Entries from a pointing dataset
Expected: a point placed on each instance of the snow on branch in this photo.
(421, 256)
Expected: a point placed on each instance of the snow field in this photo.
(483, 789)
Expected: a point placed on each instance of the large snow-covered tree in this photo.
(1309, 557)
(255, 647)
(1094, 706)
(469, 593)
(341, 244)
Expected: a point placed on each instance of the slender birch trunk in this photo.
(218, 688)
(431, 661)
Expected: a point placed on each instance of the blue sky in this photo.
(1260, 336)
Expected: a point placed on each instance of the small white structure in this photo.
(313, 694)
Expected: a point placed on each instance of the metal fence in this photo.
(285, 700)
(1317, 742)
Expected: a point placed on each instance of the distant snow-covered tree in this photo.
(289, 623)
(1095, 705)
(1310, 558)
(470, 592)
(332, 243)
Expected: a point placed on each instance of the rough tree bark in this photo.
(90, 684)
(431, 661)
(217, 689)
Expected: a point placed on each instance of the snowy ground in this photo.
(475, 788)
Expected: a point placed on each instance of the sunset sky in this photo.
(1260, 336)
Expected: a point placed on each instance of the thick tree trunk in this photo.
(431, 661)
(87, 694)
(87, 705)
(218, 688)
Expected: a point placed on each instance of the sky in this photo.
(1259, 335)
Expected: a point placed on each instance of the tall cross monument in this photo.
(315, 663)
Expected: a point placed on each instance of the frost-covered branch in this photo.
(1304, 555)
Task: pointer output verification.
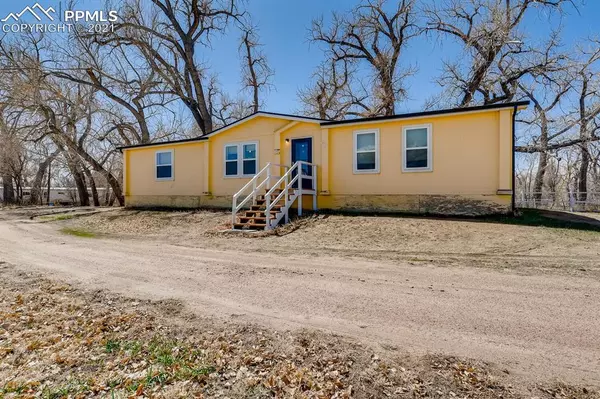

## What to do
Write out all of the data above verbatim, leaving out the picture.

## Complete output
Expected: a point placed on each instance of the snow on branch in this photo.
(421, 256)
Expected: a point placed on each instance of the snow field in this photo.
(483, 789)
Expected: a point placed on each instance of the large snow-covered tree in this photo.
(1309, 557)
(255, 647)
(1094, 706)
(469, 593)
(341, 244)
Expected: a point placed on each instance of the slender birch trunk in this photo.
(218, 688)
(431, 661)
Expected: a point placed on each instance of the blue sky in this photo.
(1260, 336)
Expected: a point placed on each instance of the small white structure in this photo.
(313, 694)
Expected: a point placed on each instance of the metal fence in this photo.
(285, 700)
(1317, 742)
Expected: a point placed on each instance of the distant snow-covered tree in this photo.
(289, 623)
(1095, 705)
(1310, 558)
(470, 592)
(332, 243)
Expected: a point placed on each instance of the rough tree bark in this photo.
(90, 684)
(431, 661)
(217, 689)
Expected: a point placed on each instance of the snowy ground in this photo.
(475, 788)
Expected: a point placed on each instance of the sunset sky in this photo.
(1260, 336)
Expected: a point placed on each instance of the thick tree trunk in this photo.
(431, 661)
(87, 694)
(87, 705)
(218, 688)
Expected: a point placed on each instance of the sky in this photo.
(1259, 335)
Expected: a point placed on each instance of the tall cross monument in this photo.
(315, 663)
Expected: a point placed on each instance of the frost-covered branch in this photo.
(1304, 555)
Task: pointer output verification.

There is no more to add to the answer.